[WHAT THE TASK REQUIRES] Rewrite the records from the line containing "Can you find the player's outstretched" through the end of the records, swapping "outstretched arm" for "extended arm" and leaving everything else unchanged.

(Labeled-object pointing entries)
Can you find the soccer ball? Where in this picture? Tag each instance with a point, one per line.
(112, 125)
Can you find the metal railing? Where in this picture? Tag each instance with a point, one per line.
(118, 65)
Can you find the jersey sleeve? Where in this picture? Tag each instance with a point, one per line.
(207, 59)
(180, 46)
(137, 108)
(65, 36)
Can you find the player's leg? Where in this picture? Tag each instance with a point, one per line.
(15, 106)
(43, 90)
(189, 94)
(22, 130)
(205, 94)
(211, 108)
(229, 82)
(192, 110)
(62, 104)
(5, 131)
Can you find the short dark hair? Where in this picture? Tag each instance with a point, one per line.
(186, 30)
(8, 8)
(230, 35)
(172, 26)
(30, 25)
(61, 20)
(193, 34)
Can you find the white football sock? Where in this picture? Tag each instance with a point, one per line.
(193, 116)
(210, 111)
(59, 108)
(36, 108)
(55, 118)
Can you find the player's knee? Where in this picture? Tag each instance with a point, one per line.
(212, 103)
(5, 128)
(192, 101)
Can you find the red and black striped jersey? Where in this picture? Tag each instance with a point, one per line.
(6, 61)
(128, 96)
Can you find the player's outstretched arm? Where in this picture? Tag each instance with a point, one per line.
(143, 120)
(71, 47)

[PROBLEM SOLUTION]
Can you find the player's extended arm? Where in this picture? Tag each instance with a point, one per line.
(143, 120)
(71, 47)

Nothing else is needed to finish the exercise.